# Retrofit Camera Rear View - Fault B201000



## kronox (Mar 30, 2019)

Hi everybody,

last weekend i installed on TT MY16 the OEM camera system rear view. I bought it on ebay from Hungary seller, and he confirm me that the camera was coded and we made the parametrization too.

I installed the camera and works perfect  
But when i use OBD11 i have a fault in unit 6C. Fault B201000 (No basic setting). I can't delete it.

It's possible i have to parametrizate the camera again?
Do you know how i can't delete this fault?

Thank you!


----------



## Mokorx (Apr 26, 2017)

To get rid of Basic setting, you need to do camera calibration.

This process required special board that has several black circles. It is to use to calibrate the camera to get the exact dimension of the line that show up on rearview screen.

I have use my rear camera without basic setting and have no issue with it.

So bottom line, I would suggest to leave it alone.

Exercise input:
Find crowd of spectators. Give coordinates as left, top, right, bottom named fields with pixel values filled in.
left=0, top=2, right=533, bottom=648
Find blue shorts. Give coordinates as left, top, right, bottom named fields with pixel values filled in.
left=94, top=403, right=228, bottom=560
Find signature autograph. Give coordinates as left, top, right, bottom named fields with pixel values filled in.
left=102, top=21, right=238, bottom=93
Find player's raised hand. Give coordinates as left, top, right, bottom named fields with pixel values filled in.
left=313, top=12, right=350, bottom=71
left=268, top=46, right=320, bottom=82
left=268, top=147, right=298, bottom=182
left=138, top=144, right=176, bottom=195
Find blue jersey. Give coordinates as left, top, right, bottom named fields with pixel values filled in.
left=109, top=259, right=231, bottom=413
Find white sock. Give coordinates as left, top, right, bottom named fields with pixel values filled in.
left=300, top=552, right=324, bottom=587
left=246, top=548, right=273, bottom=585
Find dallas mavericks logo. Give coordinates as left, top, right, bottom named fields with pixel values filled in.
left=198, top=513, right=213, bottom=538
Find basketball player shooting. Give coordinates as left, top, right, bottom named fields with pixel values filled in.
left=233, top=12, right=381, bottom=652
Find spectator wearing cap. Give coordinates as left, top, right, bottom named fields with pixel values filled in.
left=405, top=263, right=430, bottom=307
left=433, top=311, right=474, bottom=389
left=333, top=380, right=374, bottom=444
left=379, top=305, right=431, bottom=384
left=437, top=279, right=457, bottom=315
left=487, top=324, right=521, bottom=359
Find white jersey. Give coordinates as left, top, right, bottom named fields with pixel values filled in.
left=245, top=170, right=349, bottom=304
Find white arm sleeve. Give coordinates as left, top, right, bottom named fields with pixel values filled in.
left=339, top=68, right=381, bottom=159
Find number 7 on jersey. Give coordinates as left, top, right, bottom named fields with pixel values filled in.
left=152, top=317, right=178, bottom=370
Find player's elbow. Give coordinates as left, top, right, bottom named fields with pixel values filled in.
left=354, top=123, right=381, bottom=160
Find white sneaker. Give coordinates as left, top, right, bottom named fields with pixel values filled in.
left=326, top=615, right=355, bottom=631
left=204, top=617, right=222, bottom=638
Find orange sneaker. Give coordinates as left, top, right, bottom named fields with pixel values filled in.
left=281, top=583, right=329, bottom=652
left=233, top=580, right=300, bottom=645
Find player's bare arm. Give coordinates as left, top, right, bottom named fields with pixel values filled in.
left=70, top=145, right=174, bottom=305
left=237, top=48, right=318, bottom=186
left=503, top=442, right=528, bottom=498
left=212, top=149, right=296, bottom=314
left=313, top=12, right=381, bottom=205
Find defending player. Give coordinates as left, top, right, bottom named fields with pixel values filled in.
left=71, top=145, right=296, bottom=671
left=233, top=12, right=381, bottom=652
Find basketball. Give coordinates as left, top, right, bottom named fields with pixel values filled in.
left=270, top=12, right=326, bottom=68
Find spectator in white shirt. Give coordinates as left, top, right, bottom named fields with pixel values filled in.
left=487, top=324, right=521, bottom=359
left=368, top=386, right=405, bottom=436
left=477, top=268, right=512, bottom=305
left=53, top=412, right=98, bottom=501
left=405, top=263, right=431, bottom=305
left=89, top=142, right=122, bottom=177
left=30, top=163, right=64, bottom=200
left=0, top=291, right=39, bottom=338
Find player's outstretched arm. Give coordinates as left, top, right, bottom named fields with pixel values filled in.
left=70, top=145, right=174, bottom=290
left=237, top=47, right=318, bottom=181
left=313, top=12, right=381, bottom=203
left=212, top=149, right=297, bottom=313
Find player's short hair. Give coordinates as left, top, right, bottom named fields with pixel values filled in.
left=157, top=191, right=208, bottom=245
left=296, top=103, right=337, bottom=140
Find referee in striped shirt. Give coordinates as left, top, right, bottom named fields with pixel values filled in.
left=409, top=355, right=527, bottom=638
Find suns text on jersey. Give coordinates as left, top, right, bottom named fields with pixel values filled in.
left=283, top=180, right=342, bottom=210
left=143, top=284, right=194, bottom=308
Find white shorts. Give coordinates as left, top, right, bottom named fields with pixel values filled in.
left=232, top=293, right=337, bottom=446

Challenges:
1. In the camera fault thread, what does Mokorx say must be done to get rid of the Basic setting?
2. Please update the listing, starting at its first line and going on through the line that contains "left=0, top=2, right=533, bottom=648", so that "crowd of spectators" becomes "group of fans" with everything else unchanged. Return only those lines.

Responses:
1. Camera calibration.

2.
Find group of fans. Give coordinates as left, top, right, bottom named fields with pixel values filled in.
left=0, top=2, right=533, bottom=648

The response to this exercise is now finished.